## [Written instruction]
Reproduce every item below line for line, changing nothing.

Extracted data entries
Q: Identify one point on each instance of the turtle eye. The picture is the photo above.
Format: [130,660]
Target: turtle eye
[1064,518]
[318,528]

## [Exercise answer]
Q: Identify one point on each instance of the turtle eye. The picture is the photo above.
Format: [130,660]
Target: turtle eye
[1064,518]
[318,528]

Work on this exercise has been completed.